Available data START

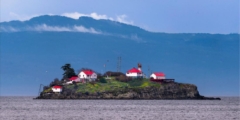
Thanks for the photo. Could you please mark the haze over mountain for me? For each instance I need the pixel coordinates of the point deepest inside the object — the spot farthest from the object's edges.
(33, 51)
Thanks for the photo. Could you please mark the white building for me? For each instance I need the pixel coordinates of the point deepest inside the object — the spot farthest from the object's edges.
(157, 75)
(57, 88)
(134, 72)
(73, 79)
(87, 75)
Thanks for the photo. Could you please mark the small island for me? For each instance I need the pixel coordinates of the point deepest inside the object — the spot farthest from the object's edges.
(88, 84)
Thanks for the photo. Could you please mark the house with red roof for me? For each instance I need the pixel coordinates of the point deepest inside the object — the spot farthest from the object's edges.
(135, 73)
(87, 75)
(57, 88)
(157, 76)
(73, 79)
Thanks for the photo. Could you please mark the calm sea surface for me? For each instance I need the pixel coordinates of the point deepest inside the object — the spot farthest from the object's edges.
(25, 108)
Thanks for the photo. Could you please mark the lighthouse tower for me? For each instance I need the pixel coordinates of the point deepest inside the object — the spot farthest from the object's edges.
(139, 67)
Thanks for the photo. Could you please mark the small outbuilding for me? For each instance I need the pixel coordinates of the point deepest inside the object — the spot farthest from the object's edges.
(134, 73)
(157, 76)
(89, 75)
(57, 88)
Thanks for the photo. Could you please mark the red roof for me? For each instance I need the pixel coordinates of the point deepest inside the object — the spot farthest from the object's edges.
(134, 70)
(159, 74)
(73, 78)
(88, 72)
(57, 86)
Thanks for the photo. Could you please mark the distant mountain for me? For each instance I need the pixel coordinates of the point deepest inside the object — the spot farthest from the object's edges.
(33, 52)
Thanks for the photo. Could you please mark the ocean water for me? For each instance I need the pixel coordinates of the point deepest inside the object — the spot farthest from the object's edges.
(25, 108)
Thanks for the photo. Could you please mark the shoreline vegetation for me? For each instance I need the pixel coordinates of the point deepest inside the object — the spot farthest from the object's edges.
(114, 88)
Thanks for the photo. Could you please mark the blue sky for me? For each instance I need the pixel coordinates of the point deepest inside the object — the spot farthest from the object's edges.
(171, 16)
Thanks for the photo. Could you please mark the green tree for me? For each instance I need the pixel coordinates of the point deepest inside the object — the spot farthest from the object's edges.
(68, 71)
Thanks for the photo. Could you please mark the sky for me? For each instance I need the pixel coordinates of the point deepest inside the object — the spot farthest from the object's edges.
(170, 16)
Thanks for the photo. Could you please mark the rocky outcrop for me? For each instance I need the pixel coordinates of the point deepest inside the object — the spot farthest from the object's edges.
(165, 91)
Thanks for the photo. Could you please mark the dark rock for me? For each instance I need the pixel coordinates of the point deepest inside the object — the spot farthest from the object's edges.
(165, 91)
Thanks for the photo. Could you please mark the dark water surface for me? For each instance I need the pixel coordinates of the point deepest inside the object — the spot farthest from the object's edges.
(25, 108)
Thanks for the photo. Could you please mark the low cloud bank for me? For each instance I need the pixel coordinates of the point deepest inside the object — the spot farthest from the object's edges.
(45, 27)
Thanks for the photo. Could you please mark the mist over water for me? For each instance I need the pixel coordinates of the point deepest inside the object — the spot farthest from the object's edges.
(25, 108)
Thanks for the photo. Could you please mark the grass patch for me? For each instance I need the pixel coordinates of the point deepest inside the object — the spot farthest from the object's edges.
(112, 85)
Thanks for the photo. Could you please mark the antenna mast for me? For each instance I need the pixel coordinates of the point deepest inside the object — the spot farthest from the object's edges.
(119, 60)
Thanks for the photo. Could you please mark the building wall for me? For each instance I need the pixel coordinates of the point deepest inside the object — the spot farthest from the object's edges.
(133, 75)
(157, 77)
(92, 77)
(57, 89)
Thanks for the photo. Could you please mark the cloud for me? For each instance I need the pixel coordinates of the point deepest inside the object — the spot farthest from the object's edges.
(16, 16)
(8, 29)
(76, 15)
(119, 18)
(45, 27)
(122, 19)
(83, 29)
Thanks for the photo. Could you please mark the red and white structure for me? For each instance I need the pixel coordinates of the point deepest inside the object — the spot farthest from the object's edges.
(57, 88)
(157, 76)
(135, 73)
(73, 79)
(87, 75)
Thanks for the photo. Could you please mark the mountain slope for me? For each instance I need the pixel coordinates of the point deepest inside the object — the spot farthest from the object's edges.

Available data END

Without including any picture, restate every entry above exactly.

Thanks for the photo. Could you please mark the haze over mountain for me? For each instance I need the pixel coordinates of the point deepest inside the object — the spot farthest from the object's edges.
(33, 51)
Thanks for the photo. Could you please mark the white building for me? For each instance I need the pixel coordinates of the point deepest inside the object — the spot farthest from the object's edges.
(157, 75)
(57, 88)
(134, 72)
(73, 79)
(87, 75)
Thanks for the photo. Could you please mark the small island for me? For each instance I need the pixel coordinates of the point deepest inside the object — the spot farthest from the object's edges.
(88, 84)
Thanks for the photo. Could you please mark the house with red roof for me? For each instance I need the pixel coordinates of the point deepest inside the object — the spot farthest from the object's edges.
(135, 73)
(87, 75)
(57, 88)
(157, 76)
(73, 79)
Thanks for the photo. Could you please mark the calm sea surface for me? For each instance I need the pixel coordinates of the point deepest inside the object — the spot farthest from the object's edges.
(25, 108)
Thanks for the photo. Could you please mark the lighthouse tower for me? For each instance I need the pixel coordinates of the point deepest inside the object — the spot farthest from the object's edges.
(139, 67)
Thanks for the photo. Could you please mark the small outbuilding for me? For each instance I need the pixel coordinates of the point deepest inside the object — the spot farthest from the object's edges.
(134, 73)
(157, 76)
(89, 75)
(57, 88)
Thanks for the photo. Could you please mark the red roof for me? For each instance I need the pixel coordinates of the point deepest inside the object — the spot farthest from the object's edges.
(134, 70)
(159, 74)
(73, 78)
(88, 72)
(57, 86)
Thanks for the photo. Could you please mark the distant mountain for me? For each instance I need the pixel coordinates of the point deepest inside the object — the spot farthest from the object's edges.
(33, 52)
Thanks for the photo. Could you please mark the ocean water for me? For each instance I need the pixel coordinates of the point deepest inside the object — the spot farthest from the object's edges.
(25, 108)
Thanks for the photo. Could you please mark the shoreline vegetation for me? For each instance I need the pixel coordinates of the point deepest inside the object — the spot farthest from the object's edges.
(114, 88)
Thanks for the photo. Could you please mark the blue sky for me? For each instance I need the pixel coordinates of the point deepest inside the object — the spot farthest from the object's edges.
(171, 16)
Thanks for the photo. Could you please mark the green tree for me? For each instance I need the pixel coordinates of the point deepest inside the object — the spot farthest from the object's edges.
(68, 71)
Thanks for the photo. Could you please mark the sky for me? For each instance I need the pixel coordinates of the point deepest inside the object — the spot farthest from the object's edges.
(170, 16)
Thanks for the photo. Could you please mark the rocky outcrop for me? For each instance I need the pixel coordinates of the point deepest inside the object — the spot farthest from the object's edges.
(165, 91)
Thanks for the photo. Could you please mark the dark rock for me? For each instance I need the pixel coordinates of the point deepest inside the object — the spot farthest from the object's edges.
(165, 91)
Thanks for the photo. Could you please mark the dark water surface for me? For each instance I need the pixel coordinates of the point deepest inside the object — the spot farthest from the object's edges.
(25, 108)
Thanks for the photo. Could you please mark the low cloud bank for me? For each instance I need the pixel coordinates of the point deepest inside the object — the spot farthest from the object's edges.
(45, 27)
Thanks for the photo. Could you please mark the mist over water for me? For each instance I need the pixel coordinates of the point deepest inside the object — the spot farthest from the object's edges.
(25, 108)
Thanks for the photo. Could you please mark the grass patch for me? For each instance I need the pixel coordinates of the point deepest inside the object — the spot farthest from the object's edges.
(112, 85)
Thanks for the photo. Could you please mark the antenna mast for me? For each instance I need the pixel coordinates of the point deepest inside the object — the spot farthest from the object's edges.
(119, 60)
Thanks for the photo. Could you please mark the building wall for me? For each instance I need the pixel coordinates of the point deepest inside the object — the spot farthest from the object's edges.
(133, 75)
(157, 77)
(92, 77)
(57, 89)
Thanks for the photo. Could you please mark the cloud for me? For each instance I need the pixel coordinates of the point deepest inside the object — the spot farthest from the object's edges.
(16, 16)
(8, 29)
(76, 15)
(119, 18)
(45, 27)
(122, 19)
(83, 29)
Thanks for the photo. Could you please mark the red and white structure for me? For each instance I need the pixel coordinates of the point deepest inside the object — the spot farthest from the object's edges.
(57, 88)
(157, 76)
(135, 73)
(73, 79)
(87, 75)
Thanks for the photo. Could you please mark the mountain slope for me? For each instance I need the pixel coordinates of the point deepest inside the object — the spot farthest from the object's edges.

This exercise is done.